* TASK DETAILS *
Exactly as written, transcribe the data from its opening line through the line containing "Mark the purple". Leave every picture out.

* EXERCISE INPUTS *
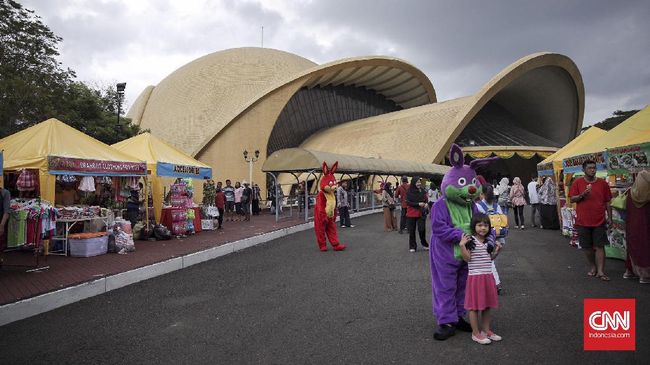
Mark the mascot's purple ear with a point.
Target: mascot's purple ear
(456, 156)
(482, 161)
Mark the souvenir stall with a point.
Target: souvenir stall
(552, 167)
(572, 169)
(620, 154)
(164, 162)
(50, 163)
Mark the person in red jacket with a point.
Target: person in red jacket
(416, 200)
(400, 193)
(592, 196)
(220, 203)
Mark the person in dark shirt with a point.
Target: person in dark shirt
(246, 196)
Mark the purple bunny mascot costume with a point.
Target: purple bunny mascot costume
(450, 218)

* TASK SOLUTION *
Mark the mascot's purple ear with a point.
Target: mascot's purple ear
(456, 156)
(482, 161)
Mark the souvenir stall with a point.
Target: souvenir stall
(552, 167)
(572, 169)
(620, 154)
(164, 162)
(50, 163)
Mark the person in red jacket with a point.
Target: person in red jacket
(416, 200)
(400, 193)
(592, 196)
(220, 203)
Mark the person in dark shirt with a point.
Target: person in dark shirt
(246, 196)
Mark the purple bunny mascot costume with a point.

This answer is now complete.